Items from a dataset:
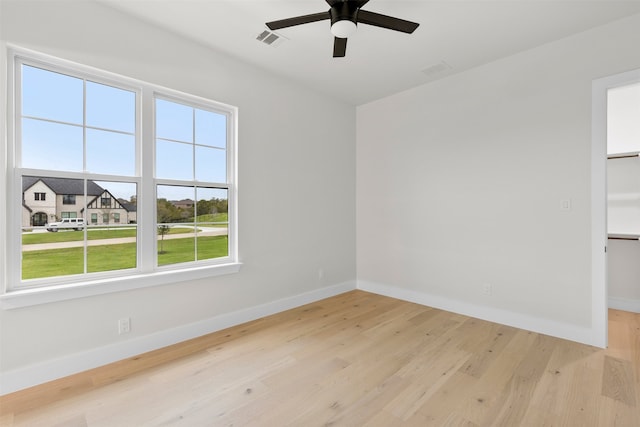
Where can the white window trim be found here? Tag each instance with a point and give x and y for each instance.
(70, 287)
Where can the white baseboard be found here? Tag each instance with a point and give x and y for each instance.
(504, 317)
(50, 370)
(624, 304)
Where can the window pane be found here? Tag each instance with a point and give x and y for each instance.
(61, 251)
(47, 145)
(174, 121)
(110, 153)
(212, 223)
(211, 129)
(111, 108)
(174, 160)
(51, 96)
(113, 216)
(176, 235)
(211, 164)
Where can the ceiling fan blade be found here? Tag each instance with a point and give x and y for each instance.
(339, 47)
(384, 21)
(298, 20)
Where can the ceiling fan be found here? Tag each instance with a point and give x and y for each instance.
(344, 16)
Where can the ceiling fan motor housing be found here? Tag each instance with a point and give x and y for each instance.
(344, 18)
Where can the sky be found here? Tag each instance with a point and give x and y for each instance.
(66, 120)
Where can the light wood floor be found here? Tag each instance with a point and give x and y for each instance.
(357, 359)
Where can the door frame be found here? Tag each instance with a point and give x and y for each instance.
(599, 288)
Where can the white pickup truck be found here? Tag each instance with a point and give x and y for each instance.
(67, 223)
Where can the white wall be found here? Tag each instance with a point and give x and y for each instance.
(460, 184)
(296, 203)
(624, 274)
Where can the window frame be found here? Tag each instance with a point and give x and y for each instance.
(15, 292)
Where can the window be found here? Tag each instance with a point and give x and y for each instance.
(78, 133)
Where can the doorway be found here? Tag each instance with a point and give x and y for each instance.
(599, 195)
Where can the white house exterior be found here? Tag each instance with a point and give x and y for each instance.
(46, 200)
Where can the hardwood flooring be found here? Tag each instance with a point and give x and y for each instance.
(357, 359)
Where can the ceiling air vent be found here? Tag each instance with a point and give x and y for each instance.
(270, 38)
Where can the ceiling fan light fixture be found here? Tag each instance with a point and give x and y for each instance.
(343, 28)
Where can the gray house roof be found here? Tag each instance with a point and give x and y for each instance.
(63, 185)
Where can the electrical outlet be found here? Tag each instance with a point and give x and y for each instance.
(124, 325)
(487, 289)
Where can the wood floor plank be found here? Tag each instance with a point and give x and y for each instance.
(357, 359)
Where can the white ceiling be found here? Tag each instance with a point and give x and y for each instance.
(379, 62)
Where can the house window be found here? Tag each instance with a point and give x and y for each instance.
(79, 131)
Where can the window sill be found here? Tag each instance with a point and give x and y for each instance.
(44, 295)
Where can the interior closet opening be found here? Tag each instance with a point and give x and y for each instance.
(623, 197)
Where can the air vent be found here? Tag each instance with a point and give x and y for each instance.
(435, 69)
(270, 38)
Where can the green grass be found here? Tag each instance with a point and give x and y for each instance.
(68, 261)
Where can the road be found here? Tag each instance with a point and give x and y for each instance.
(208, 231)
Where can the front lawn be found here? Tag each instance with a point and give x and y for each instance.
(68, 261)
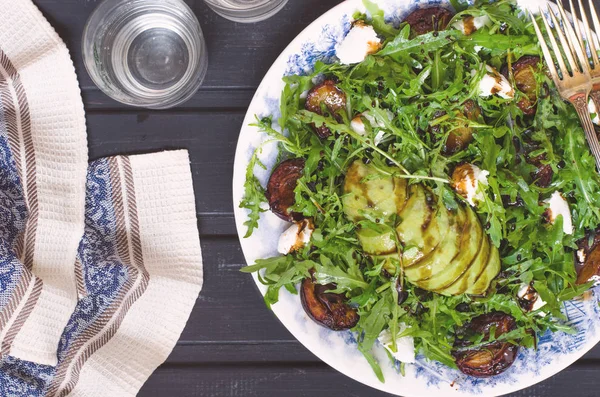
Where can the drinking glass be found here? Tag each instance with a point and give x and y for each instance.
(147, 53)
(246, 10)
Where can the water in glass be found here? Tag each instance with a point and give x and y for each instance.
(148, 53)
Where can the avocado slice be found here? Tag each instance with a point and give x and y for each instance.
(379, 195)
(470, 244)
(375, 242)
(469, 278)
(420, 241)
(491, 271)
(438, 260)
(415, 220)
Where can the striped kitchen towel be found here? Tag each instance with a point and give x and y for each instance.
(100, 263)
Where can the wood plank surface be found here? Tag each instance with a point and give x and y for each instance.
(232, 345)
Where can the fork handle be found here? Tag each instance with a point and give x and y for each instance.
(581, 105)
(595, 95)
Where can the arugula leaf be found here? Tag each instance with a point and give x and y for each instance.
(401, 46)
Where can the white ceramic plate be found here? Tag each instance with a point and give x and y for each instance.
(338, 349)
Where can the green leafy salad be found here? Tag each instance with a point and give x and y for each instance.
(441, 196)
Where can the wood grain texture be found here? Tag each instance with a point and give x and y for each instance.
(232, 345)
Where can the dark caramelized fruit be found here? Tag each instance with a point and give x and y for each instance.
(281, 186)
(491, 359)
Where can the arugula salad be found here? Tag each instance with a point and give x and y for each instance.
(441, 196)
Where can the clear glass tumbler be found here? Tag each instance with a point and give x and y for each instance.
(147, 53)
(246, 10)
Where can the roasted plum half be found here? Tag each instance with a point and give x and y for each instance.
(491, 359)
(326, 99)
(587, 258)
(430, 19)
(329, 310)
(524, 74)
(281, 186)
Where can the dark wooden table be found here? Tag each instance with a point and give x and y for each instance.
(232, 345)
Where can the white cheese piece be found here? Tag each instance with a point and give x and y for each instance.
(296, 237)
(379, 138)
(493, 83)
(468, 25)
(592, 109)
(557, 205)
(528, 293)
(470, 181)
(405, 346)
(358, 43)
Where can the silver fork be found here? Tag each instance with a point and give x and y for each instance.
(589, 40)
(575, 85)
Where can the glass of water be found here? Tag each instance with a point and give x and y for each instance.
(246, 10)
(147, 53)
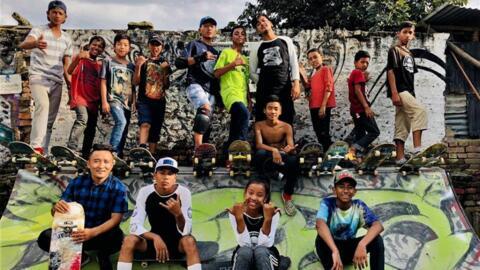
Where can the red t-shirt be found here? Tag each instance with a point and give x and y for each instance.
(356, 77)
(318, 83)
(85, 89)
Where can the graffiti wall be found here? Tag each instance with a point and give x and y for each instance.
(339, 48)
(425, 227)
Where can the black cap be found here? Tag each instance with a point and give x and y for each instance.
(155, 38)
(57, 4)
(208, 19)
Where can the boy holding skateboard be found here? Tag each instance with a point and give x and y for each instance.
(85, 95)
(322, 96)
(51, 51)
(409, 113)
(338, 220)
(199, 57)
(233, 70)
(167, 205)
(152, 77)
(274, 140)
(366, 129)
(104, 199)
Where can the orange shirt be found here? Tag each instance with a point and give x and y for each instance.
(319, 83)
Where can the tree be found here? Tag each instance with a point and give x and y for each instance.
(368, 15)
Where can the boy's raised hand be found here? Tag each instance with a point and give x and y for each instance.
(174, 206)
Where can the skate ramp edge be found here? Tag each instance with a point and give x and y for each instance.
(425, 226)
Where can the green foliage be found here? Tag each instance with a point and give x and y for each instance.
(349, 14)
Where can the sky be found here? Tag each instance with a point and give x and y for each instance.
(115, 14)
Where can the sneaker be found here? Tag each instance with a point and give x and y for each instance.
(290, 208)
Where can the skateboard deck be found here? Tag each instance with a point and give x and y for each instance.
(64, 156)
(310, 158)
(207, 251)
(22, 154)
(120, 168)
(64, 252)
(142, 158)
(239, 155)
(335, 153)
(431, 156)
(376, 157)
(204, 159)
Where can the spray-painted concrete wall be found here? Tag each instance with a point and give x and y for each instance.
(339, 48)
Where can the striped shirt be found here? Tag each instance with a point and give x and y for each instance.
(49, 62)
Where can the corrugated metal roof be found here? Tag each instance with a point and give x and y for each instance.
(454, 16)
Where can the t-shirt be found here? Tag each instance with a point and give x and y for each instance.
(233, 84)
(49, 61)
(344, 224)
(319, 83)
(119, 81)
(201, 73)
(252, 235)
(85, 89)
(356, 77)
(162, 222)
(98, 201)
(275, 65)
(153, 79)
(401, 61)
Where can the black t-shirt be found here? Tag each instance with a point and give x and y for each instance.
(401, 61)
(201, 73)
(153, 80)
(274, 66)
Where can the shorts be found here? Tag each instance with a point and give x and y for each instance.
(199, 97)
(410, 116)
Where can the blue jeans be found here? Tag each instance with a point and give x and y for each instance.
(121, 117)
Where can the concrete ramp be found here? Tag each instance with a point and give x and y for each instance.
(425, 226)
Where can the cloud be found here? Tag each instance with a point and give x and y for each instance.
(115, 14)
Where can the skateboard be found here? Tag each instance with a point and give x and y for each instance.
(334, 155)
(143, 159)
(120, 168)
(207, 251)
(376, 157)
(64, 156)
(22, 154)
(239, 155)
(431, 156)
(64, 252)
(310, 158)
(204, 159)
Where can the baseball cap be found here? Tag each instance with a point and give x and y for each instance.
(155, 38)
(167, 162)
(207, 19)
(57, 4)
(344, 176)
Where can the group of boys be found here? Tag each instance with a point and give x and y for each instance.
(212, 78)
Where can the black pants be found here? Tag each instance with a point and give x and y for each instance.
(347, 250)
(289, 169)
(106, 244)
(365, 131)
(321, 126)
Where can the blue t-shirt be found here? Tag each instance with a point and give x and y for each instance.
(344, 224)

TASK PROMPT: Copy only this span: the line that contains "Where can the baseball", the last line, and every line between them.

EXERCISE RESPONSE:
Where can the baseball cap be found here? Tag each instance with a point and give x and y for each instance.
(155, 38)
(167, 162)
(207, 19)
(57, 4)
(344, 176)
Where can the group of boys be found here? Tag each instance with a point and give x and y for each instance.
(212, 78)
Where can the black pants be found here? Tag each instance with a point and give x and y for each instance.
(347, 250)
(289, 169)
(106, 244)
(365, 131)
(321, 126)
Where can the blue t-shirt be found here? Tag each instance with a point and give x and y for each instance.
(344, 224)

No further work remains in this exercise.